____ Dataset rows
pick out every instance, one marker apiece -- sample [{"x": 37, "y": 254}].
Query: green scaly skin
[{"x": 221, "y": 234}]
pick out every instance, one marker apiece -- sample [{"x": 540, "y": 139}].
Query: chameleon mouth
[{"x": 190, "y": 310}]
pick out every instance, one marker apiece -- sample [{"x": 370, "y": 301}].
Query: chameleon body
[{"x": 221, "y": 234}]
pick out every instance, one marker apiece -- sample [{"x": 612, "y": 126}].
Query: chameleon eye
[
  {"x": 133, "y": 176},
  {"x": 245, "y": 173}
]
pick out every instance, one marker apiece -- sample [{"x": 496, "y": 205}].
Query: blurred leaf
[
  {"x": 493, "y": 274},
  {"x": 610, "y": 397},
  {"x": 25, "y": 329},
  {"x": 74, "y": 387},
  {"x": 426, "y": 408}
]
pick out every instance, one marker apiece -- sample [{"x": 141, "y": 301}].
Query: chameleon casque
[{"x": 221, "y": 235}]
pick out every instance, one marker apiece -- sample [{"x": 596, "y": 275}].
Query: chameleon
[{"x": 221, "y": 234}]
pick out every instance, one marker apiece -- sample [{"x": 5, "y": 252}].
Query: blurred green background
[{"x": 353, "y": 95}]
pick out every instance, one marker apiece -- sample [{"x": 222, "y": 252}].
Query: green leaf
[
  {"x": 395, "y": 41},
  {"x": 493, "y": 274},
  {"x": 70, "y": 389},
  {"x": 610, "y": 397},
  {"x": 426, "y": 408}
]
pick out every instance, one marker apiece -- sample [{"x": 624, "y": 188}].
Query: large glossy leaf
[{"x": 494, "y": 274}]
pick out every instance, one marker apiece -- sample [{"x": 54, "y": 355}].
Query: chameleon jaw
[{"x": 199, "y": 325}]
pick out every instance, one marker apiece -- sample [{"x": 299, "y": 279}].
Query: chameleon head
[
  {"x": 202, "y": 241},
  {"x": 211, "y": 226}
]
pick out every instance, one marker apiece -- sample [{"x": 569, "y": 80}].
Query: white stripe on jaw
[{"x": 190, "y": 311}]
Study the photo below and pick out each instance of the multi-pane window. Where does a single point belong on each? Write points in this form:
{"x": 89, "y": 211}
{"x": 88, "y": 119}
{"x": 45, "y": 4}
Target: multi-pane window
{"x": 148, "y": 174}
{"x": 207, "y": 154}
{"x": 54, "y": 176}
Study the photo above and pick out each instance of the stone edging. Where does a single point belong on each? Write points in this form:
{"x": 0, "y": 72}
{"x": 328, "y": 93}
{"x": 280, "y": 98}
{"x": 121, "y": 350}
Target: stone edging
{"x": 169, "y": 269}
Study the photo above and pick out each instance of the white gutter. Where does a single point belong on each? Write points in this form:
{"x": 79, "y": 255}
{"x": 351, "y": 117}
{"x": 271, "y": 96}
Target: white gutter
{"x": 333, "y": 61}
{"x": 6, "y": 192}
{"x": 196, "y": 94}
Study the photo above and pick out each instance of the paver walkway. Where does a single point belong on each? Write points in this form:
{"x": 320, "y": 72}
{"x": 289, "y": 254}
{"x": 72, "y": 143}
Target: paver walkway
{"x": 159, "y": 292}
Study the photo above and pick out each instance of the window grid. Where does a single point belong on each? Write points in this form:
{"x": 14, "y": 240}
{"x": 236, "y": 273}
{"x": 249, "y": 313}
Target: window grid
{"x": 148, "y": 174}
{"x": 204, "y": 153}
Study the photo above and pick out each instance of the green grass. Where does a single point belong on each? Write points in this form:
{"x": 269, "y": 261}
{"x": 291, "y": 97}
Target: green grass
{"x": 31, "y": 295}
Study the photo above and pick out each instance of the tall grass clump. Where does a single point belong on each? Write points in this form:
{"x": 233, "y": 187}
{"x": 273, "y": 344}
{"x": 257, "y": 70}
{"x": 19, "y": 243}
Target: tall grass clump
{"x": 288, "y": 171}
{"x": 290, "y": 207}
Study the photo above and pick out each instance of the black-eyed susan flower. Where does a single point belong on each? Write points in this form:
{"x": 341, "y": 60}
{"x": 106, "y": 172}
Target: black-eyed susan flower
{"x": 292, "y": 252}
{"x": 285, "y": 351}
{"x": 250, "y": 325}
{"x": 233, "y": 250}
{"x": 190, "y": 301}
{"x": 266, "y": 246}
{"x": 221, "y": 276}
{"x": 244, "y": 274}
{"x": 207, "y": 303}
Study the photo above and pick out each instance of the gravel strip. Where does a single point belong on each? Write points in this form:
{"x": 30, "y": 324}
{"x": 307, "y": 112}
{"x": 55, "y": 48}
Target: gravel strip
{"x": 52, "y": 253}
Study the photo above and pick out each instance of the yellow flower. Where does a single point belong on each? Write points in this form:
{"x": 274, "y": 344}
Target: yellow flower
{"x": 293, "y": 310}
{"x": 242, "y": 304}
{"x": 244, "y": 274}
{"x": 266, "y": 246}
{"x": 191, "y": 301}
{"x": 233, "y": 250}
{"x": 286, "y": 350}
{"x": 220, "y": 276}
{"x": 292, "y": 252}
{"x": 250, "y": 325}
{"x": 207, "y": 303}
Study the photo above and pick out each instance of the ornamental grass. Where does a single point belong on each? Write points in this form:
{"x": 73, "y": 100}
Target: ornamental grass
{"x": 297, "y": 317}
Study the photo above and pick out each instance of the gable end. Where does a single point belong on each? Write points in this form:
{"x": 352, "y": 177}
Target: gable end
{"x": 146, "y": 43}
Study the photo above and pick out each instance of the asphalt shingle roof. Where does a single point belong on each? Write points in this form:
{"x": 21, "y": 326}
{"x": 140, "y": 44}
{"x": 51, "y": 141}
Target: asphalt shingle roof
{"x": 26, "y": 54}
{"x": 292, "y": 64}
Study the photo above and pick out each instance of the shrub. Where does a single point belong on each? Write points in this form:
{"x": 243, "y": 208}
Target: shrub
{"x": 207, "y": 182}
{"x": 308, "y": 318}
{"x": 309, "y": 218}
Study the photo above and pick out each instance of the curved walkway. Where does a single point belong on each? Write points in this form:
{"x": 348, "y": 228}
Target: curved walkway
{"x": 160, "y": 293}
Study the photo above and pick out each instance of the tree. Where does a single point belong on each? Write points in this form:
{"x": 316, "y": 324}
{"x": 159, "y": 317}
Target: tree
________
• What to do: Copy the lines above exactly, starting at the line that contains "of the tree." and ending with the final line of the rows.

• Final result:
Study the photo above and pick out each instance of the tree. Where does a single point belong on each? Write points in this form:
{"x": 316, "y": 324}
{"x": 159, "y": 317}
Target: tree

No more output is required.